● **WHAT TO WORK ON**
Copy verbatim the portion of the records below that begins with the line containing "of the turquoise" and continues through the end of the records, including both the first and last lines.
+++ PROVIDED ENTRIES +++
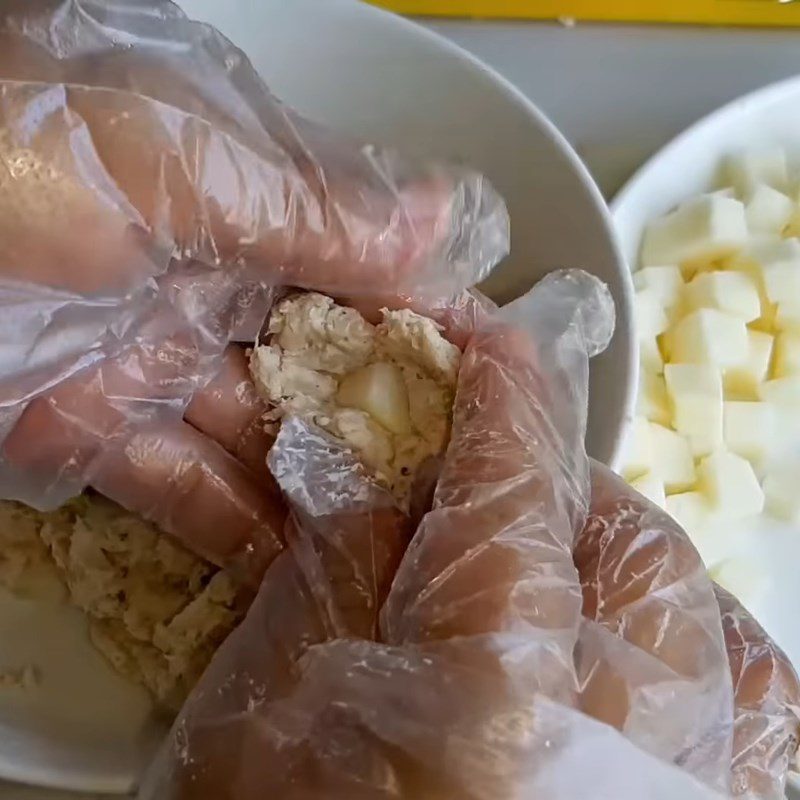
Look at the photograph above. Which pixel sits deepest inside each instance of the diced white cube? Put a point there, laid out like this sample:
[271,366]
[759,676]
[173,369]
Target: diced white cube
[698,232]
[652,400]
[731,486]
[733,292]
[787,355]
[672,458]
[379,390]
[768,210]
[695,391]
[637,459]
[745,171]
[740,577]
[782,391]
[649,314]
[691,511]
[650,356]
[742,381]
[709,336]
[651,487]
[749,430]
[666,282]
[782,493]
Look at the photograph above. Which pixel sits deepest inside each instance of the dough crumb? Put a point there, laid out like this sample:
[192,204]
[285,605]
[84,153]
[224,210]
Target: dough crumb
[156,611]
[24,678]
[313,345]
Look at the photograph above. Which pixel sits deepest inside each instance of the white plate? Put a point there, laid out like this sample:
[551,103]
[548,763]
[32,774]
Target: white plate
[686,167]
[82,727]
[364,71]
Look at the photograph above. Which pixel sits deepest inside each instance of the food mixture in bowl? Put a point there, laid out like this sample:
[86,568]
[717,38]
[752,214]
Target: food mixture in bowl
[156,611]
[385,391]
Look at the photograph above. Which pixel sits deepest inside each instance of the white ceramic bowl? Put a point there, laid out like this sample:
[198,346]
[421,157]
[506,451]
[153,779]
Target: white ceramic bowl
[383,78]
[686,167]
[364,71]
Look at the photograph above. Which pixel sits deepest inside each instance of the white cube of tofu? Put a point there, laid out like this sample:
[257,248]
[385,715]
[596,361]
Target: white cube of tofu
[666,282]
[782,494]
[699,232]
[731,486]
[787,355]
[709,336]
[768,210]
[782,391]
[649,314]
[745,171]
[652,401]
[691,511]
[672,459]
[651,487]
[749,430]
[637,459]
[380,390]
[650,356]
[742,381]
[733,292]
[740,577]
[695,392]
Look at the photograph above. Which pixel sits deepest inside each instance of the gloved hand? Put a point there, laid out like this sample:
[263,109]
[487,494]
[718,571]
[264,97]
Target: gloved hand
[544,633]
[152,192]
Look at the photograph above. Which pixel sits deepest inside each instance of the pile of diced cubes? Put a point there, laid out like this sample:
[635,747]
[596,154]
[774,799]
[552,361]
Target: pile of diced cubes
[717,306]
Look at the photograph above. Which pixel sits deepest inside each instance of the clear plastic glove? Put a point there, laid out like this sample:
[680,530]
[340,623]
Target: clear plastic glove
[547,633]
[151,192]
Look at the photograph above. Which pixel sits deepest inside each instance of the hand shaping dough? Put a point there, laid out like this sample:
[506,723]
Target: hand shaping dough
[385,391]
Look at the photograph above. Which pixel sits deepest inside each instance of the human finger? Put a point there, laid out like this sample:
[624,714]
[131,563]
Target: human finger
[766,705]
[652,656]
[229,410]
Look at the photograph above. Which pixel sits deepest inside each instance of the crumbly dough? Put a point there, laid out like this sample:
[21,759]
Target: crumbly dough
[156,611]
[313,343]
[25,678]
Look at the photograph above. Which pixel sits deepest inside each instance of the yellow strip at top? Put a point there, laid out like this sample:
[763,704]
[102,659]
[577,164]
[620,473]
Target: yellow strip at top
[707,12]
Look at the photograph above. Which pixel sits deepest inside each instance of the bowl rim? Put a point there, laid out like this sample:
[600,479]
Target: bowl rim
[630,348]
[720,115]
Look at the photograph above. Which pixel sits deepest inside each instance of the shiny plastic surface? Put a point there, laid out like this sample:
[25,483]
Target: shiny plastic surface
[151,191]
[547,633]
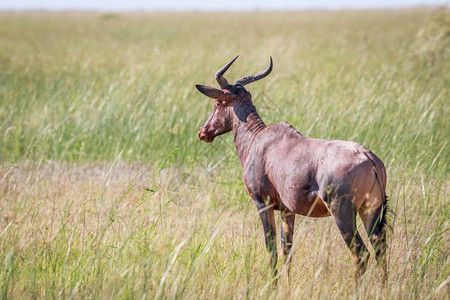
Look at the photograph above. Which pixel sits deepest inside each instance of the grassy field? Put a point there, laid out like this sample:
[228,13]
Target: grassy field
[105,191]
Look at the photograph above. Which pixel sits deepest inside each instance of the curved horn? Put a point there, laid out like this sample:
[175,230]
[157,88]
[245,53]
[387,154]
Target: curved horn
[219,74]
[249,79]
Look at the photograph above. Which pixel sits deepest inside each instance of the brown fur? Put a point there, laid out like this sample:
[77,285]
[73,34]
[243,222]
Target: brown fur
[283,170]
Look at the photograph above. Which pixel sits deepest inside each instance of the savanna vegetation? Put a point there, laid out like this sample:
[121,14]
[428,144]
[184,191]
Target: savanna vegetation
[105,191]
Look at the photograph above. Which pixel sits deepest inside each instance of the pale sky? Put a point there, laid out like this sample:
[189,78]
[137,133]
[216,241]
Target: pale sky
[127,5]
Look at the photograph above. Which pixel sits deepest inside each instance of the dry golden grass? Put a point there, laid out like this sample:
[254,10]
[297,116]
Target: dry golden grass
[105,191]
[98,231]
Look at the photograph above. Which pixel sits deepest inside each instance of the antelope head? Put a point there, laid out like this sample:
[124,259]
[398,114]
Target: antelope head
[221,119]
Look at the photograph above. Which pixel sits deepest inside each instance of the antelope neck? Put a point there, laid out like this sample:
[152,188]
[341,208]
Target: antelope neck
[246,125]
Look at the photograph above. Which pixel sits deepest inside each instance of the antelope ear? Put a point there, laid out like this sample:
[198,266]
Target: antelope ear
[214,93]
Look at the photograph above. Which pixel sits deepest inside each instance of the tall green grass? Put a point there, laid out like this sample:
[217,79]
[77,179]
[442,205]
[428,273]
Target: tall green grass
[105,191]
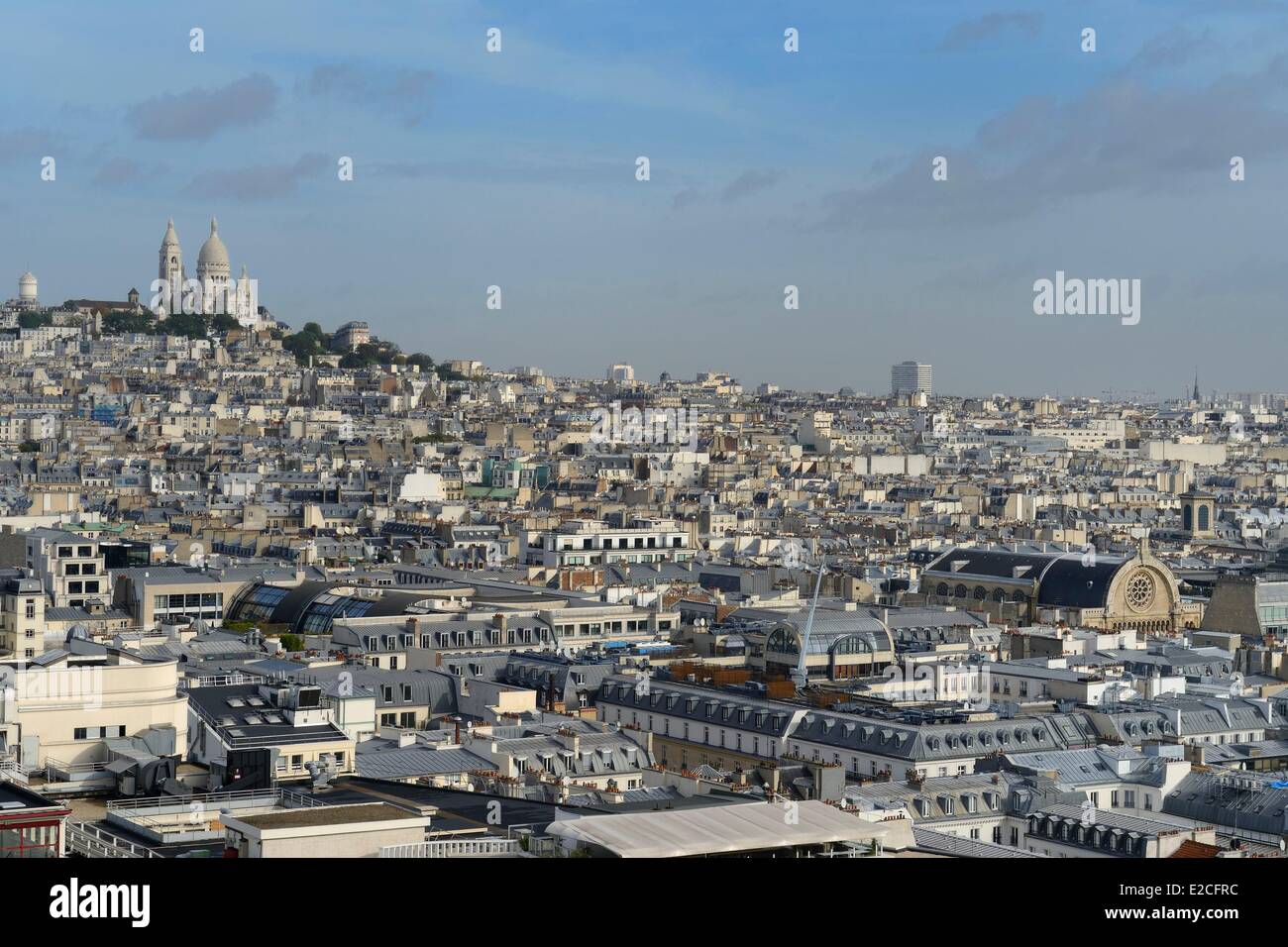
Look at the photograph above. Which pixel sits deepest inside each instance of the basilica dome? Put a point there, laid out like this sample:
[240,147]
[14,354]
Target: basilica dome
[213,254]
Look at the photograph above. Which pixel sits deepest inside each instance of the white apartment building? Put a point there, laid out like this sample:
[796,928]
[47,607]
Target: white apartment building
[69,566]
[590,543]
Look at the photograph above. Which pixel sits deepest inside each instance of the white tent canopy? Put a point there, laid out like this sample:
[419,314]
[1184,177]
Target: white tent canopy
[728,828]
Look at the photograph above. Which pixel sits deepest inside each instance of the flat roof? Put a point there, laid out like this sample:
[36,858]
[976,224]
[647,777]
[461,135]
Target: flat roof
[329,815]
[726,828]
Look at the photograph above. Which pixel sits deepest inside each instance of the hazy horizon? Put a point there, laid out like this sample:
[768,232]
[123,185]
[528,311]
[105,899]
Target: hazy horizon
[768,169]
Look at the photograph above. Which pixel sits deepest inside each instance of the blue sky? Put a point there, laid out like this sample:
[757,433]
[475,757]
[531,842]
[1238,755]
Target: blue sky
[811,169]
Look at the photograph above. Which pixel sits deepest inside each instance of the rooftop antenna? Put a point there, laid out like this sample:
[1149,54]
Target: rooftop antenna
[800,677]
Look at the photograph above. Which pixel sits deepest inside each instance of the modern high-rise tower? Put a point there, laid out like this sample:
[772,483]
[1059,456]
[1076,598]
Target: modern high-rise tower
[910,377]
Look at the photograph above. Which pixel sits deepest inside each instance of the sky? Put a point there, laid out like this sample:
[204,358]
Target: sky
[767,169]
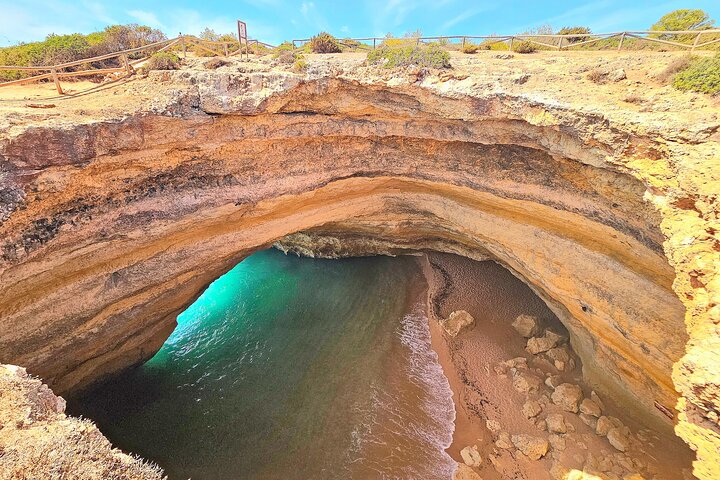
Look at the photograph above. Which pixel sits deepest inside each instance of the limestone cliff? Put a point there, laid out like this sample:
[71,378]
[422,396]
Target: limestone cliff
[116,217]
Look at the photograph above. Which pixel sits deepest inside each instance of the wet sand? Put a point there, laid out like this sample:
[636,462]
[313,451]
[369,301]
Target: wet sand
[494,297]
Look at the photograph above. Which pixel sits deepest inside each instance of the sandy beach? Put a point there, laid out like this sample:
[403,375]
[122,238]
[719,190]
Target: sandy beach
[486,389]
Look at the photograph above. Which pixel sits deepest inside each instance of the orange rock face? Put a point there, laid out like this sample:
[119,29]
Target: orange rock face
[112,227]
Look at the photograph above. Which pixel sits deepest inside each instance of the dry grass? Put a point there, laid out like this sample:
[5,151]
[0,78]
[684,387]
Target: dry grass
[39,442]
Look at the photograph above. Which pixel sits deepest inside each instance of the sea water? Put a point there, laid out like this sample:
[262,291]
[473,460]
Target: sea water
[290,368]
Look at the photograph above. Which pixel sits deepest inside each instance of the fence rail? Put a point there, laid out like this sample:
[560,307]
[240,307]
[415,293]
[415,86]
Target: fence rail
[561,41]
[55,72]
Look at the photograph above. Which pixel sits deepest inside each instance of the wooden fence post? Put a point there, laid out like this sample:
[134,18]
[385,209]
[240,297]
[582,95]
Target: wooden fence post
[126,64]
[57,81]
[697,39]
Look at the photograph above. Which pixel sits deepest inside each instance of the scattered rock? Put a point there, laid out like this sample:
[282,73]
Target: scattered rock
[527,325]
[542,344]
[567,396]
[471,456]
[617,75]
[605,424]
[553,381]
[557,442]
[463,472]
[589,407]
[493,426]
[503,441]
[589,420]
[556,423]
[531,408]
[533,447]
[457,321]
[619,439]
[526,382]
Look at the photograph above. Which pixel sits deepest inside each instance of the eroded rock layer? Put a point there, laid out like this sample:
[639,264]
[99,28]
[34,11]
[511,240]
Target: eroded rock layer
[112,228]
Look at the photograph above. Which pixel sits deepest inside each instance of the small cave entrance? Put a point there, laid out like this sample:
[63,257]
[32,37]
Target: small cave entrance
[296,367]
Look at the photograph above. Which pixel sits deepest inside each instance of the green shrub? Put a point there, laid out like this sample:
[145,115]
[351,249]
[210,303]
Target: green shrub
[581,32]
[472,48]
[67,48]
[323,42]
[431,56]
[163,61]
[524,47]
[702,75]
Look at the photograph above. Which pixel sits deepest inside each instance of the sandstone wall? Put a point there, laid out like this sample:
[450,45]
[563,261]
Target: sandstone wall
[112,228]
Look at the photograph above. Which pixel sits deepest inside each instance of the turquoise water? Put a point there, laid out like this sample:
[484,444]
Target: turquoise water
+++
● **WRITTEN ANSWER**
Look at the photograph above. Which pixel sits deepest inside each instance of the turquoise water? Put a point there, laid out like this sample:
[484,444]
Target: turquoise water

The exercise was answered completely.